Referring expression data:
_ _ _ _

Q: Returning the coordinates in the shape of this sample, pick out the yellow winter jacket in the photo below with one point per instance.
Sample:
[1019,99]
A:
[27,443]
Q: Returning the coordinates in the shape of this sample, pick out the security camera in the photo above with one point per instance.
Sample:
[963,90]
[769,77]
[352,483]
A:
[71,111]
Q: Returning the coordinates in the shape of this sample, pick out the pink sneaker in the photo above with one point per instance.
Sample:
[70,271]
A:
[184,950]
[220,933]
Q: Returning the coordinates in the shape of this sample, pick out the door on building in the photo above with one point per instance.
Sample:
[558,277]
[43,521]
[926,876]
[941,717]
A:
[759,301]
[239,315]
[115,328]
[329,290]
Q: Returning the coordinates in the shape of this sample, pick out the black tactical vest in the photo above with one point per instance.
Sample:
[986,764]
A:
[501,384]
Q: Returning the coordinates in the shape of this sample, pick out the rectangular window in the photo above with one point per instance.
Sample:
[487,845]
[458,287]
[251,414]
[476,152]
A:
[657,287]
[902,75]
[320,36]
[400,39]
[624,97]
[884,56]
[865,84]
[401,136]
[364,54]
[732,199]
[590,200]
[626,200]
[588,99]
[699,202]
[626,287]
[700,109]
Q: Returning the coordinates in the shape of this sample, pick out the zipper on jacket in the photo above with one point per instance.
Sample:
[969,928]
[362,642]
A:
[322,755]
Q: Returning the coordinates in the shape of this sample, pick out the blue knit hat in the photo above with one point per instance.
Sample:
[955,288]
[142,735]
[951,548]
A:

_ _ _ _

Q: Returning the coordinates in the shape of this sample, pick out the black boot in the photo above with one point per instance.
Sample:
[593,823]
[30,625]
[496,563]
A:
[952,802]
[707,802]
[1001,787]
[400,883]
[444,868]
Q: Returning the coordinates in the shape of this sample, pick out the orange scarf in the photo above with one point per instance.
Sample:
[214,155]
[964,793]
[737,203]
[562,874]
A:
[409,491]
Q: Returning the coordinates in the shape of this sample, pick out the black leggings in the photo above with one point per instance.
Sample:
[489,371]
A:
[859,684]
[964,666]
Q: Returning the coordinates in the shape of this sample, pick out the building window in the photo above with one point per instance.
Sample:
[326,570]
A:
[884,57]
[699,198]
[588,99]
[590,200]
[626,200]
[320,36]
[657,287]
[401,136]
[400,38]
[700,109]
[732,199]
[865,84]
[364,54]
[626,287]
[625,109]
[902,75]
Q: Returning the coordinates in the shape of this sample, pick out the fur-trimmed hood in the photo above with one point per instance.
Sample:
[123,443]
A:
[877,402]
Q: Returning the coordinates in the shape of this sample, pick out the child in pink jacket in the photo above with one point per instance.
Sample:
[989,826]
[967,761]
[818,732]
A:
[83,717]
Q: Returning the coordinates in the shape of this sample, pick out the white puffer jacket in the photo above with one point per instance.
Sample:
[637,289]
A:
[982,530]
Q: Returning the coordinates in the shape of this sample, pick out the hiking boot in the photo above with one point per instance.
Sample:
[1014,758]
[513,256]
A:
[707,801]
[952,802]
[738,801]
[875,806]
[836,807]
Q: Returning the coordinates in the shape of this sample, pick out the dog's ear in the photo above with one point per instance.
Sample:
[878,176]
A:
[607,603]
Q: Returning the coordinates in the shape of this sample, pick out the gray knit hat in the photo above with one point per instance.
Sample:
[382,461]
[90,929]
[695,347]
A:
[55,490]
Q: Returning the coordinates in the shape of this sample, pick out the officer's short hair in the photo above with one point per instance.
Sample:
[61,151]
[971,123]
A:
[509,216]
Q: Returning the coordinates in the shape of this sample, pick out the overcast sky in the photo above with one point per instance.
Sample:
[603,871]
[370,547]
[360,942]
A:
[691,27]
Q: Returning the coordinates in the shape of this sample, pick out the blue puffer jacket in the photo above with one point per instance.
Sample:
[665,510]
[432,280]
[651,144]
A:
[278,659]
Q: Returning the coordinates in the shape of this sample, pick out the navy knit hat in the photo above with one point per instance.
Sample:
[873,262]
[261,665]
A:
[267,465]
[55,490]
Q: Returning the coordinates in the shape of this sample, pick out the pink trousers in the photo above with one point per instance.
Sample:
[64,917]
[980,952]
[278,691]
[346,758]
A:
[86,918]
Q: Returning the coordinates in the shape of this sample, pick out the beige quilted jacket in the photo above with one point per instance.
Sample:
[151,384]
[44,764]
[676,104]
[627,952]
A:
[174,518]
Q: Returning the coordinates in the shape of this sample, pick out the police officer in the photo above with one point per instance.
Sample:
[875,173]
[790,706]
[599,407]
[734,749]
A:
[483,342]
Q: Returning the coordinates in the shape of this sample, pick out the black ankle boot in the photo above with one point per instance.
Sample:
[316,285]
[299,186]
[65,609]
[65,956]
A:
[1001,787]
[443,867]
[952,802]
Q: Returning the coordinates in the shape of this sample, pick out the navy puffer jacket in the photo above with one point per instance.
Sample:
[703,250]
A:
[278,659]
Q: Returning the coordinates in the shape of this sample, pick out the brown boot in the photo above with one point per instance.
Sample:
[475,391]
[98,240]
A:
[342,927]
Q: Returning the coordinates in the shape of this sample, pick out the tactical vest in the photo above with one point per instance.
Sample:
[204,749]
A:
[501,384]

_ _ _ _

Your task: Please say only the number of lines in the data that hold "vest".

Answer area: 2